## RAW RECORDS

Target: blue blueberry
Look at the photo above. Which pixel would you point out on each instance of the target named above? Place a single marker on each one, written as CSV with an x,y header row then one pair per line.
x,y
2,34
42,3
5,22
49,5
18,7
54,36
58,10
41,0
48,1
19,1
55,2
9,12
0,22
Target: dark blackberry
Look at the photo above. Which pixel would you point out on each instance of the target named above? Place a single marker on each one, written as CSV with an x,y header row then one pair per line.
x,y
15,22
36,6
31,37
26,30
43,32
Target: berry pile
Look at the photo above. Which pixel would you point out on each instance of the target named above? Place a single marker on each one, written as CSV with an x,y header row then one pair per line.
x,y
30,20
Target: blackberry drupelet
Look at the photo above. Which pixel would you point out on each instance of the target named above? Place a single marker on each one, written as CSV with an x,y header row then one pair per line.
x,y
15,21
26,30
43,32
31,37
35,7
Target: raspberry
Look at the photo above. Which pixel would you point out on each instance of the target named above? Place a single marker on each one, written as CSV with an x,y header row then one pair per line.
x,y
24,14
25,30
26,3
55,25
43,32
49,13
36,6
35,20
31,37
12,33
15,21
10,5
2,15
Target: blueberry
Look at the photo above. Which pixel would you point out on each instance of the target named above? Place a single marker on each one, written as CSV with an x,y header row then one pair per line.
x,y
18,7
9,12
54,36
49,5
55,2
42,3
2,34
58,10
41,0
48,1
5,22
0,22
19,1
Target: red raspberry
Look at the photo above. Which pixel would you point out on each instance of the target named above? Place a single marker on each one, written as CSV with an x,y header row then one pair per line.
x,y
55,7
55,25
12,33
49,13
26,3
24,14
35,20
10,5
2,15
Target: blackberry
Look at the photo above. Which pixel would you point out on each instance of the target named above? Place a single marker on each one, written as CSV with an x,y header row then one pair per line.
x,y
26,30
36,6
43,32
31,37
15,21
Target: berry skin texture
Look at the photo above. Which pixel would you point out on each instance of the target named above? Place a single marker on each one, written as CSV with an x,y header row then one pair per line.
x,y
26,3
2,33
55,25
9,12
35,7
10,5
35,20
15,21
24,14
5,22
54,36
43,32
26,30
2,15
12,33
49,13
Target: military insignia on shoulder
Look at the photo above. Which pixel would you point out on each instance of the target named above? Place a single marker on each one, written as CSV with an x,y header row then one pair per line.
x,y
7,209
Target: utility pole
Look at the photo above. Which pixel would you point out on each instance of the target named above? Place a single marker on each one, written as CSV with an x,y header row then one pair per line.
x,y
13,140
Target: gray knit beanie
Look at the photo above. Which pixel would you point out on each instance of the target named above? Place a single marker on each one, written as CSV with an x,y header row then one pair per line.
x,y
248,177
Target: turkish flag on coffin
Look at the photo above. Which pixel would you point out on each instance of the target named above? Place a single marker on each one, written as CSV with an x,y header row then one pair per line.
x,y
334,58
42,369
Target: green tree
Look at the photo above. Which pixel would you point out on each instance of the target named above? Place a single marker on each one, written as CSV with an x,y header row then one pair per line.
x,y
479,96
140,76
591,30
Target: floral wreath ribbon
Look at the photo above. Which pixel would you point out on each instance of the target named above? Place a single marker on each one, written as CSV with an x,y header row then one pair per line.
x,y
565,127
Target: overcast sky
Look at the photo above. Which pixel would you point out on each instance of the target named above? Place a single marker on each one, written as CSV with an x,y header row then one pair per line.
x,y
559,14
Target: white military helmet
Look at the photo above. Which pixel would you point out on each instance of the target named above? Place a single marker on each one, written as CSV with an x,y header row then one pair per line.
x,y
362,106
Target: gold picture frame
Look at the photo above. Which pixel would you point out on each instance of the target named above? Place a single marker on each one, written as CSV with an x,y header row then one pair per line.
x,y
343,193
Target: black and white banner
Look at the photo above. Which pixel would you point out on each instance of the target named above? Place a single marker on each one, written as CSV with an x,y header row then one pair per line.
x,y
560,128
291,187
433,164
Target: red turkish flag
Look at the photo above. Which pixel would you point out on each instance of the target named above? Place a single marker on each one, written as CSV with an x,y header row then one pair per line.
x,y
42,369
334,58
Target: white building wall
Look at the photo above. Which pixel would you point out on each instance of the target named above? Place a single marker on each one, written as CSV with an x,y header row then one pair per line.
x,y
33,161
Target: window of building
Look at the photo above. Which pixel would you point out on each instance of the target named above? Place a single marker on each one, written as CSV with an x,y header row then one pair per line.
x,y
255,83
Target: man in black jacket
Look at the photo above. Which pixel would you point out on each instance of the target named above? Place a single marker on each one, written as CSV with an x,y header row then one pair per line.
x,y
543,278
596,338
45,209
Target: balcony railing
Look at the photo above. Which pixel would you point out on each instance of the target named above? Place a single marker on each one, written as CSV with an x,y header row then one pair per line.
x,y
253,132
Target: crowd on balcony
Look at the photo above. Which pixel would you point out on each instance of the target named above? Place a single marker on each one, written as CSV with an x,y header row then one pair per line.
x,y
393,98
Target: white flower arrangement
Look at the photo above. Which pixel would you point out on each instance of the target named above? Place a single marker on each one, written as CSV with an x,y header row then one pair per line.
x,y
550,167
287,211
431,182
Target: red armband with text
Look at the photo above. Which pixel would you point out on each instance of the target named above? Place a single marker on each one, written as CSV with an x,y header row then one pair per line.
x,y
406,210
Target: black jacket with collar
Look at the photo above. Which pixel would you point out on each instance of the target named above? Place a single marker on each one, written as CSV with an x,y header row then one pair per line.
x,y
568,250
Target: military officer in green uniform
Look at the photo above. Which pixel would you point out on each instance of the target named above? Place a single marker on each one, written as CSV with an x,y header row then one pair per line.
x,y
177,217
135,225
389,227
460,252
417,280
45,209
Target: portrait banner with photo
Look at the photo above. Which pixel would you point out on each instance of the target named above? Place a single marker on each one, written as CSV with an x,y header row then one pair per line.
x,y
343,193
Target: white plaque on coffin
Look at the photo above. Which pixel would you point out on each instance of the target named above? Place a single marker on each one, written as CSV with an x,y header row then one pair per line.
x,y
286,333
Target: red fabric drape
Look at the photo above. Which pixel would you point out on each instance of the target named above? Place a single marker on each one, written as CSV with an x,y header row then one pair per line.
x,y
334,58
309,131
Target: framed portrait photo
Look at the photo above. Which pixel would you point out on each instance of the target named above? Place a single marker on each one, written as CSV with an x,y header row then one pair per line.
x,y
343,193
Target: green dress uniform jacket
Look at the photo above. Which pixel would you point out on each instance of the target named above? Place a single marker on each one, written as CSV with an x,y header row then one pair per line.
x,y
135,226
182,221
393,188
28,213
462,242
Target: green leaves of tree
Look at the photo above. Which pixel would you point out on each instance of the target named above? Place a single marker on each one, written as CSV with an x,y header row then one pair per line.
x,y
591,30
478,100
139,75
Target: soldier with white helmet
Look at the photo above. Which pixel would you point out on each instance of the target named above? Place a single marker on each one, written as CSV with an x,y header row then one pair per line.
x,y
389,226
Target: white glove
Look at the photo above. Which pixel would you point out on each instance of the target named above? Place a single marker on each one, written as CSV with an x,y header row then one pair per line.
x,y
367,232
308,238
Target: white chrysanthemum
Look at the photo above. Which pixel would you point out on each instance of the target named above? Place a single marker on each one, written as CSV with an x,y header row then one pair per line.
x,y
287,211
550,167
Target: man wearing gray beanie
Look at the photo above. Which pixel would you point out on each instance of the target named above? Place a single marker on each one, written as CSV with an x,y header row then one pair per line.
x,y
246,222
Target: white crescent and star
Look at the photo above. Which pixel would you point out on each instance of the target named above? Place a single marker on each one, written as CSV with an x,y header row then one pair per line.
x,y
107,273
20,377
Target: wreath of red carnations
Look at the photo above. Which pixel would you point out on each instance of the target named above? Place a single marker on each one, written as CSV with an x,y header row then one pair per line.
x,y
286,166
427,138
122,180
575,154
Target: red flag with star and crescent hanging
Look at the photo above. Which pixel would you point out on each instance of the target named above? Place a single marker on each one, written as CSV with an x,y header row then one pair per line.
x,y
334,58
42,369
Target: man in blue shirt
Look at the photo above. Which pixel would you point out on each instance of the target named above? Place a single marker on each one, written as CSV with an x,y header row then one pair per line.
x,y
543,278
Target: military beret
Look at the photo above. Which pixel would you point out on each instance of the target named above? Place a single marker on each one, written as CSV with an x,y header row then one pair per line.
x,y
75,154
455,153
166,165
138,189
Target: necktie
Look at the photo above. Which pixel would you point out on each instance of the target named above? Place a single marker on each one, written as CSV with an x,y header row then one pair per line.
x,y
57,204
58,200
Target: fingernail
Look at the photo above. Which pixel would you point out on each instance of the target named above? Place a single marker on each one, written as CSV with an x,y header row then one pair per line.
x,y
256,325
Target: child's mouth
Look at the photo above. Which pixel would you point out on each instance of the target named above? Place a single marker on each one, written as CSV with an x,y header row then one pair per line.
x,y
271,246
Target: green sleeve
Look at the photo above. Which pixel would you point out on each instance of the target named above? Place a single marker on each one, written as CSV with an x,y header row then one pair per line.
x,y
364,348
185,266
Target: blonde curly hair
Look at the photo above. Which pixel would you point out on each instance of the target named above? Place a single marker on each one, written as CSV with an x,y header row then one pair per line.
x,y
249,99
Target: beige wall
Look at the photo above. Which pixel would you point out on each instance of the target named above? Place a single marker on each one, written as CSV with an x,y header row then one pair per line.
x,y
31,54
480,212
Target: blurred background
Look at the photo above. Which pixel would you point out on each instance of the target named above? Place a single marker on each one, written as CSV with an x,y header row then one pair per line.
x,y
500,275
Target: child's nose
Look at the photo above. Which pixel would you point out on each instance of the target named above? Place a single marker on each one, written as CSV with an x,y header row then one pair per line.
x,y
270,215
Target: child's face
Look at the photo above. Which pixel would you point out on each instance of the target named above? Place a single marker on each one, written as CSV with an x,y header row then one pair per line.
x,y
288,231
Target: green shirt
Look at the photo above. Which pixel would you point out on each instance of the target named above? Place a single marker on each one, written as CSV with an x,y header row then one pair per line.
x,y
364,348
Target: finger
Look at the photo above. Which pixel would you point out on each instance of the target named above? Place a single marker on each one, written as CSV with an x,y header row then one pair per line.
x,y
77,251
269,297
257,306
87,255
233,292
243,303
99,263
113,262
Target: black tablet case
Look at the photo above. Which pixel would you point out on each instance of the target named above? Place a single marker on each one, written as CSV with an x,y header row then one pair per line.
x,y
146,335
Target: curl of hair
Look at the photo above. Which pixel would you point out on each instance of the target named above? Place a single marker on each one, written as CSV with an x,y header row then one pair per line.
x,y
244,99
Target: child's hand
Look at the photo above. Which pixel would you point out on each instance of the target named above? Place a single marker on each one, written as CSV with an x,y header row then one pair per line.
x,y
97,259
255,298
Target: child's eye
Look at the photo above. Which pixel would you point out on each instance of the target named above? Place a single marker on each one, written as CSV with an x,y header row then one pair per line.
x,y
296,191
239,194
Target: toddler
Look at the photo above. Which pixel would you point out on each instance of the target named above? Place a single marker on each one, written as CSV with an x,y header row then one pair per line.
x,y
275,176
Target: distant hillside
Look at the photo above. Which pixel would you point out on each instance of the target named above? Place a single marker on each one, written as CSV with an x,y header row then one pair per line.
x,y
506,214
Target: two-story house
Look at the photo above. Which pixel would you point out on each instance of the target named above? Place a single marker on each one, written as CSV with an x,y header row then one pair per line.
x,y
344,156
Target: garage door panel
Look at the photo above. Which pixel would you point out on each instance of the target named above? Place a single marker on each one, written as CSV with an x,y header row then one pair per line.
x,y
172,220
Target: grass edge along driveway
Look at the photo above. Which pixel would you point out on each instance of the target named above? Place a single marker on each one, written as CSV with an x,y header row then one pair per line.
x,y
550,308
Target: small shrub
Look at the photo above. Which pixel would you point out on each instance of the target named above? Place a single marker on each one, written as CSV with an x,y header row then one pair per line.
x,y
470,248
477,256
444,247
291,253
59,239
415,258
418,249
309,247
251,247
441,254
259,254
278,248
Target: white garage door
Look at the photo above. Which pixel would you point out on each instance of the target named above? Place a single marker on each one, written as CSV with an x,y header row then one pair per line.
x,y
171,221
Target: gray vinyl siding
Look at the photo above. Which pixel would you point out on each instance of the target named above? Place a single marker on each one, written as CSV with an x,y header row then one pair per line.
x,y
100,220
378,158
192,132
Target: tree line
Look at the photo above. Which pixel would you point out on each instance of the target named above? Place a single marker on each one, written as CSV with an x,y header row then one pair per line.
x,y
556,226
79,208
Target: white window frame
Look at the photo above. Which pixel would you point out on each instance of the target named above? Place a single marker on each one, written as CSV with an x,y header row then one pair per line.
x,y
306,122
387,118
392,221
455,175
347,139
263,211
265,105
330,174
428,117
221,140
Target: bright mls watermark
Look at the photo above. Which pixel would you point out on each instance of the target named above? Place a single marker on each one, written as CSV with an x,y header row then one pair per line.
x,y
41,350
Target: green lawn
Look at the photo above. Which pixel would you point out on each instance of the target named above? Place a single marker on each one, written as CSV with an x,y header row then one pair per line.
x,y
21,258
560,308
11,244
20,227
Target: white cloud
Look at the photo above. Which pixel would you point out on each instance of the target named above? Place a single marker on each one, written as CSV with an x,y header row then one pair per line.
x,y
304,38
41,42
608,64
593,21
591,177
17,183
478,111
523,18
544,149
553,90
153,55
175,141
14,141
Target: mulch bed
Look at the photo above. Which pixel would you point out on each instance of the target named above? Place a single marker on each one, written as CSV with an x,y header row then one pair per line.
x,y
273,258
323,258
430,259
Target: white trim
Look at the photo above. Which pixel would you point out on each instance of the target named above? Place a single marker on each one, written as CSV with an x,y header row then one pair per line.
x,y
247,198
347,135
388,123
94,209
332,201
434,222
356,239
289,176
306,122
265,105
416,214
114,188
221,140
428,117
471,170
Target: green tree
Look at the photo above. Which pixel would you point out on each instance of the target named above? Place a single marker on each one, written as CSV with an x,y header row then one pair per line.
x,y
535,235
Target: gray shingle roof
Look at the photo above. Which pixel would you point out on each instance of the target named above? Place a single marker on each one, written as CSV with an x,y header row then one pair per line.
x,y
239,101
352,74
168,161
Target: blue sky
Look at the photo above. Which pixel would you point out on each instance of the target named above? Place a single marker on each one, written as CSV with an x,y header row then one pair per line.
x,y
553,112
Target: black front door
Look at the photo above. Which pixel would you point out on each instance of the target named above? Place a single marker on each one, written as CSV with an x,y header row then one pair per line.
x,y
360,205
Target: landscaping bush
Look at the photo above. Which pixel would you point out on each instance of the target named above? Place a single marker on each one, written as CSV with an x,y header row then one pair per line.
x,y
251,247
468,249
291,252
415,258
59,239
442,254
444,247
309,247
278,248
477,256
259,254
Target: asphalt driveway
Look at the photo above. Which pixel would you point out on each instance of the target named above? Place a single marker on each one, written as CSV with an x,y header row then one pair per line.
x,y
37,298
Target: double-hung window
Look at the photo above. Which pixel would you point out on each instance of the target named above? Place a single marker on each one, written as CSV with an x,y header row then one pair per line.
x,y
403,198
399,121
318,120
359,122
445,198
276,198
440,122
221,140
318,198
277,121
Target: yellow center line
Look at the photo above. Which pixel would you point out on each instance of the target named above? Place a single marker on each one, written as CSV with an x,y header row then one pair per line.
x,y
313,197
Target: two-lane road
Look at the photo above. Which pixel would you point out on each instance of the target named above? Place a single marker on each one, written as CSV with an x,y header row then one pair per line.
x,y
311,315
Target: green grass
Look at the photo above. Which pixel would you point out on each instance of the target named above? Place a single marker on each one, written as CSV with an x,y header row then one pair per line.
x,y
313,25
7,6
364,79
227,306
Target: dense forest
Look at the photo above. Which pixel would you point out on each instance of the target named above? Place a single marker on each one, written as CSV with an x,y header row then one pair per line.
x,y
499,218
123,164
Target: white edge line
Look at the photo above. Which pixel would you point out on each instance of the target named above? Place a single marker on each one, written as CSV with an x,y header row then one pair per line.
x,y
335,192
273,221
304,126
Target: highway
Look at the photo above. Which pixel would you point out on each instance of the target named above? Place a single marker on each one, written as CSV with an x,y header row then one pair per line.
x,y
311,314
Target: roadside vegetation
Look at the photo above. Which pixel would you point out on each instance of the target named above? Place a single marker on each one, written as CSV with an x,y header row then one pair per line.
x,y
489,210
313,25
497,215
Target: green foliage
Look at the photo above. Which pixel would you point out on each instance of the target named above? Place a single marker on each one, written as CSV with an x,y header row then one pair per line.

## JOB
Give the section of the items from the line containing "Target: white edge line" through the last line of the items, both ends included, as a numbered list with blank lines omitted.

## OUTPUT FOR THIS TASK
1. Target: white edge line
2. Look at the photo above. Which pixel would you point out on each instance of the target named above? Place a single marker on each one, written as CSV with an x,y header row then one pair per line.
3. x,y
4. 335,192
5. 273,221
6. 304,126
7. Target: highway
8. Look at the photo above. Which pixel would you point out on each instance of the target named above? Place a single marker on each one, written as CSV with an x,y header row then one pair per line.
9. x,y
10. 311,314
11. Target: roadside vegetation
12. Look at the photo above. Which pixel would you point out on each instance of the target named above? Place a single marker on each one, written as CSV with an x,y header row then one pair per line.
13. x,y
14. 489,210
15. 313,25
16. 497,215
17. Target: green foliage
18. Look at the photo above. Which pixel would you point out on each instance of the target named above? Place a single marker on each one, written as CSV with an x,y header row then one pair per line.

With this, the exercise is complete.